*** Opening READING TEXT ***

Otherwise, we can have a major outbreak in the barracks. The vehicles of the Army, Police, ambulances utilities’ vehicles, Prisons, UWA, etc., will continue to move on orders of the competent authorities.
Government will provide relief food to special needs communities
The Government anti-Corona-virus actions of stopping public transport and other measures have put the drivers and other people out of work. Besides, many of them live hand to mouth ─ the daily bread.
Without those activities, especially in the towns, such people may not be able to buy food. The Government, after properly identifying these people will distribute food to them in the form of akahuunga (maize flour), beans, powder milk, sugar, salt, etc.
Unauthorized distribution of food has been halted and will be penalized
In the meantime, I direct the Police to arrest the opportunistic and irresponsible politicians who try to distribute food for cheap popularity. Those are very dangerous to the health of the people. When you try to distribute food or money in such a situation, people gather around you. Many people can be infected in that process.
You will, therefore, have caused the sickness or death of those people. Anybody involved in that effort will be arrested and charged with attempted murder. Today, Mr. Elumelu sent me US$150,000. I will use it to buy, may be, three (3) four-wheel drive vehicles to use, by the Ministry of Health to use in this effort.
Unauthorized access to medical facilities must be halted
Those trying to take patients to hospitals, must also stop because they spread the virus in the process. If they have money, let them contribute it to the Task Force to use in a disciplined and safe way. In Mbale, the Chinese donated to me two four-wheel drive Jeeps. I have donated these to the Task Force of the anti-corona virus.

*** Closing READING TEXT ***

» **TASKS TO CARRY OUT**
(a) In the address, what did the Chinese donate in Mbale?
(b) Update the address passage starting at "Otherwise, we can" and ending at "the competent authorities.", replacing "barracks" with "camps".
(c) Which food items does the address say the Government will distribute to the people it identifies?

*** Opening PROVIDED DATA ***

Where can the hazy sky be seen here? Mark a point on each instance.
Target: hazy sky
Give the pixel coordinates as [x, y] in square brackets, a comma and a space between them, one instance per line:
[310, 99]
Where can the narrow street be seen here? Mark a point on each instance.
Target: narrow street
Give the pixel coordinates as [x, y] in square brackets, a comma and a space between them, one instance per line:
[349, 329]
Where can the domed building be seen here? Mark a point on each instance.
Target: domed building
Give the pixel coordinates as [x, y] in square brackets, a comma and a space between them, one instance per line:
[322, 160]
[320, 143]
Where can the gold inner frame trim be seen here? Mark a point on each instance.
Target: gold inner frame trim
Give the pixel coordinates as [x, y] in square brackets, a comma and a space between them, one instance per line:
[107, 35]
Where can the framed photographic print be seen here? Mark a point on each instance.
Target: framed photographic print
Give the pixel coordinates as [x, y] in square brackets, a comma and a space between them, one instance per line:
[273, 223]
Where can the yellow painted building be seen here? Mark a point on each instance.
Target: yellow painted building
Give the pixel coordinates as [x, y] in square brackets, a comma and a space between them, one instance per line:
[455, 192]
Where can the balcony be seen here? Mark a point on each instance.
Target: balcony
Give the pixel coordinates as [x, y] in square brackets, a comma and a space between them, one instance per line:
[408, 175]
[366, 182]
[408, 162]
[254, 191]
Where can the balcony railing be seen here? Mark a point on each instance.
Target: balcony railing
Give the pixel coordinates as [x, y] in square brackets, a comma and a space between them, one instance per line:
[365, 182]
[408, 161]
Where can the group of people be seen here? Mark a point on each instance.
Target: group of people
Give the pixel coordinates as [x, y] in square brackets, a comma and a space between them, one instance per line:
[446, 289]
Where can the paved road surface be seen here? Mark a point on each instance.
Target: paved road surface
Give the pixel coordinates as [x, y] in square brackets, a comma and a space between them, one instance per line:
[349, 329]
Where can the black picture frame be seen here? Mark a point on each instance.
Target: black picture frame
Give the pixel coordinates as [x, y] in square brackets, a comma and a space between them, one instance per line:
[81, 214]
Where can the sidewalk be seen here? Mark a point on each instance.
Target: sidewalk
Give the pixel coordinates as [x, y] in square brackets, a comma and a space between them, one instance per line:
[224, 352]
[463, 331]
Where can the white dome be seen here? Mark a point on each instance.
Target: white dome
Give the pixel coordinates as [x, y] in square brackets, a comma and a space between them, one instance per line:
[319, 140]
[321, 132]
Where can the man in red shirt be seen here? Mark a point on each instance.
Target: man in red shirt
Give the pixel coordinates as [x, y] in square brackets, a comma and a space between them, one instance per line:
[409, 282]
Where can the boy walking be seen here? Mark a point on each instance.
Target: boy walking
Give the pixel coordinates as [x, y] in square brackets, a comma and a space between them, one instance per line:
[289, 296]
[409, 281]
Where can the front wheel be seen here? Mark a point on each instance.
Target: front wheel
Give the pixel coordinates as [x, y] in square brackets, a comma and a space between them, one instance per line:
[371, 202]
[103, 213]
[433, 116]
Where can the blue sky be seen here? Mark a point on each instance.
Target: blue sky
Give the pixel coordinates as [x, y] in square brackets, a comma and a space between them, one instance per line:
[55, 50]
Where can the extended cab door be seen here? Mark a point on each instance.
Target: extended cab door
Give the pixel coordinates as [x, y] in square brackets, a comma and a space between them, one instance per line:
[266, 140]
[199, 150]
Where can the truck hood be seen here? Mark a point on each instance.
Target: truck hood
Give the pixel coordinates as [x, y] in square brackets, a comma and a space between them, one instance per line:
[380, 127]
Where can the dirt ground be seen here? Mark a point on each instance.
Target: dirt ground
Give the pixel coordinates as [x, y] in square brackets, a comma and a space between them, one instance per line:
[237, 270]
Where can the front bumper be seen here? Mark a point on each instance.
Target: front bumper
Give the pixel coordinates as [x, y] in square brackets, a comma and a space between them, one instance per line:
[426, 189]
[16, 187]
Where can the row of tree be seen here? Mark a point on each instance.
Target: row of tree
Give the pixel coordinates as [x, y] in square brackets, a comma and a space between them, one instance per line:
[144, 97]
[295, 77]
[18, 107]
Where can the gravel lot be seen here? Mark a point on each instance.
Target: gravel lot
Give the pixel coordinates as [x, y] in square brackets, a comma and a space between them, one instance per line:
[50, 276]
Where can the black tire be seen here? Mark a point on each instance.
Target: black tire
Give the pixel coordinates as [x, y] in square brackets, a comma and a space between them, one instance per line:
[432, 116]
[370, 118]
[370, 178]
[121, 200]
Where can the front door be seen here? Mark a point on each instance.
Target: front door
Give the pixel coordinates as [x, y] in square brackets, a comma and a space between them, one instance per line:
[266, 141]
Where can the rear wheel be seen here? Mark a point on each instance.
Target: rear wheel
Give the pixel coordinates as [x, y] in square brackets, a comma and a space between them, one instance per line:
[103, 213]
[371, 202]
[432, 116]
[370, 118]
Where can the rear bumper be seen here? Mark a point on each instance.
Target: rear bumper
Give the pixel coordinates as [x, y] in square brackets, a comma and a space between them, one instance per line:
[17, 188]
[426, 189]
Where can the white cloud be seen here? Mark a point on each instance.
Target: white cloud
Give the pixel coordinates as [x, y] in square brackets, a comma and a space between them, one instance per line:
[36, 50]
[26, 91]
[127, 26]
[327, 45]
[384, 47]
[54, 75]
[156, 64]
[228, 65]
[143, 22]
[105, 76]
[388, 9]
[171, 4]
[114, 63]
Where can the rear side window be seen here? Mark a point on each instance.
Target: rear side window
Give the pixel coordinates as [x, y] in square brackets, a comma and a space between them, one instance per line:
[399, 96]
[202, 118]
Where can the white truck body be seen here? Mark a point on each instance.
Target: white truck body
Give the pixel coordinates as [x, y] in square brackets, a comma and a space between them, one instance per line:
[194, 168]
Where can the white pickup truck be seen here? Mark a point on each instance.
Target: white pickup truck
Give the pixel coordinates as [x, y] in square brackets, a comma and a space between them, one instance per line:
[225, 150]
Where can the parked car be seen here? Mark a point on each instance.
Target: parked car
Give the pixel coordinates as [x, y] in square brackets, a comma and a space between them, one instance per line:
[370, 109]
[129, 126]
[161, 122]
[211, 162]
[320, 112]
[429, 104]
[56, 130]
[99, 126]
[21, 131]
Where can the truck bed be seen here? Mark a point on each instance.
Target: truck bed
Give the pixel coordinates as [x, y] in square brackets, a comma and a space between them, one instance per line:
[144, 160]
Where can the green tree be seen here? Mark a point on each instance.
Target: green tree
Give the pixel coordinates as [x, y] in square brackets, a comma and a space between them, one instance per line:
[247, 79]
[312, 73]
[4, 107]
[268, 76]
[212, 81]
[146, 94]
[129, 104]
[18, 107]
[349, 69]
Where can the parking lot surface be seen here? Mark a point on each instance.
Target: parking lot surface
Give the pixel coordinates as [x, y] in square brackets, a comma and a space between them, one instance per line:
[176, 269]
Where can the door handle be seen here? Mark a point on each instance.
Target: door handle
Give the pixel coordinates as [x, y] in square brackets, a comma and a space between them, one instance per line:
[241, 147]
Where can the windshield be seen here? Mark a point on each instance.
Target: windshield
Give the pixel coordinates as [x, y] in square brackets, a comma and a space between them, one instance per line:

*** Closing PROVIDED DATA ***

» **ANSWERS TO THE PROBLEMS**
(a) Two four-wheel drive Jeeps.

(b)
Otherwise, we can have a major outbreak in the camps. The vehicles of the Army, Police, ambulances utilities’ vehicles, Prisons, UWA, etc., will continue to move on orders of the competent authorities.

(c) akahuunga (maize flour), beans, powder milk, sugar, salt